### Page text
------------------------------

The size of an integer:         4 bytes
The size of a short integer:    2 bytes
The size of a long integer:     4 bytes
The size of a character:        1 bytes
The size of a boolean:          1 bytes
The size of a float:            4 bytes
The size of a double float:     8 bytes
The size of a long long int:    8 bytes

Compare this output to how it runs on your computer. The sizeof() function reveals the size of an object specified as its argument. For example, on line 16 the keyword float is passed to sizeof(). As you can see from the output, on the Ubuntu computer an int is equivalent in size to a long.

Signed and Unsigned Variables

All the integer types come in two varieties specified using a keyword. They are declared with unsigned when they only hold positive values and signed when they hold positive or negative values. Here’s a statement that creates a short int variable called zombies that does not hold negative numbers:

unsigned short zombies = 0;

The variable is assigned the initial value 0. Both signed and unsigned integers can equal 0.

Integers that do not specify either signed or unsigned are assumed to be signed.

Signed and unsigned integers are stored using the same number of bytes. For this reason, the largest number that can be stored in an unsigned integer is twice as big as the largest positive number that a signed integer can hold. An unsigned short can handle numbers from 0 to 65,535. Half the numbers represented by a signed short are negative, so a signed short represents numbers from −32,768 to 32,767. In both cases, the total number of possible values is 65,535.

Variable Types

In addition to integer variables, C++ types cover floating-point values and characters of text.

Floating-point variables have values that can be expressed as decimal values. Character variables hold a single byte representing 1 of the 256 characters and symbols in the standard ASCII character set.

Variable types supported by C++ programs are shown in Table 3.1, which lists the variable type, the most common memory size, and the possible values that it can hold. Compare this table to the output of the Sizer program when run on your computer, looking for size differences.

Table 3.1 Variable Types

The short and long variables also are called short int and long int in C++. Both forms are acceptable in your programs.

------------------------------

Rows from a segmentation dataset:
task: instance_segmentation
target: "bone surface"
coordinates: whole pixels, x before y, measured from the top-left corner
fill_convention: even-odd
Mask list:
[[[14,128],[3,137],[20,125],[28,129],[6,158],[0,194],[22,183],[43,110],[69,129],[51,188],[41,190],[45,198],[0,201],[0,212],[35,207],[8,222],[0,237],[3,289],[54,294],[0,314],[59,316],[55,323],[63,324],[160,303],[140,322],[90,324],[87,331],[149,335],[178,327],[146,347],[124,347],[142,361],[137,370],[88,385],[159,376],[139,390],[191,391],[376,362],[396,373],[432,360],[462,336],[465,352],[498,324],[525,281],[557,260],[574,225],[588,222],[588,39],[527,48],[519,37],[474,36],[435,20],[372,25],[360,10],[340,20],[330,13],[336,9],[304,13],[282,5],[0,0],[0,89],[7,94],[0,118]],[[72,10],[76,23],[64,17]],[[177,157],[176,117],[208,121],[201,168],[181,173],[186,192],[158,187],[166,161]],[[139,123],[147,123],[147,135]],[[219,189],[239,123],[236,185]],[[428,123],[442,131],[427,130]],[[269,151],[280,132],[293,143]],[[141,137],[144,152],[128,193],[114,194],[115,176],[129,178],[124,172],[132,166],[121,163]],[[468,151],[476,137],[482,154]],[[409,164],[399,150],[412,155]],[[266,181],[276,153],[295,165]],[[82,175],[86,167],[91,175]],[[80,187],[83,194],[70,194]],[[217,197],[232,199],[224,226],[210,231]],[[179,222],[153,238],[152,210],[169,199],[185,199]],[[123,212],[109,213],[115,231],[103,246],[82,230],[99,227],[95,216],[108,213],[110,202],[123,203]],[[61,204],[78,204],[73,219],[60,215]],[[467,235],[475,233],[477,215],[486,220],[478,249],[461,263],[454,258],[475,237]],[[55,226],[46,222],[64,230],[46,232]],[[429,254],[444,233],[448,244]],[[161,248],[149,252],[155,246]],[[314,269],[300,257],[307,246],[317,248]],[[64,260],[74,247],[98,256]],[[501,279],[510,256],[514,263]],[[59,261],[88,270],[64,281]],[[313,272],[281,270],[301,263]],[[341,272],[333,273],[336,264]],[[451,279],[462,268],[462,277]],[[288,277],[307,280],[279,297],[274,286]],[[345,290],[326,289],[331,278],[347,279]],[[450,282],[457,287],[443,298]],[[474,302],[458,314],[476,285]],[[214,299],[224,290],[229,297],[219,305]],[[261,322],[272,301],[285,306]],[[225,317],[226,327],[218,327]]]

------------------------------

### Task requirements
1 – State how many lines of the records contain the string "whole", matching case exactly. Reply with the number alone.
2 – Go on with the text on C++ variable types from its last sentence.
The text and the records have no connection to each other.

### Answers below
1 – 1

2 –
As shown in Table 3.1, unsigned short integers can hold a value only up to 65,535, while signed short integers can hold half that at maximum. Although unsigned long long int integers can hold more than 18.4 quintillion, that’s still finite. If you need a larger number, you must use float or double at the cost of some numeric precision. Floats and doubles can hold extremely large numbers, but only the first 7 or 19 digits are significant on most computers. Additional digits are rounded off.

Although it’s considered poor programming practice, a char variable can be used as a very small integer. Each character has a numeric value equal to its ASCII code in that character set. For example, the exclamation point character (!) has the value 33.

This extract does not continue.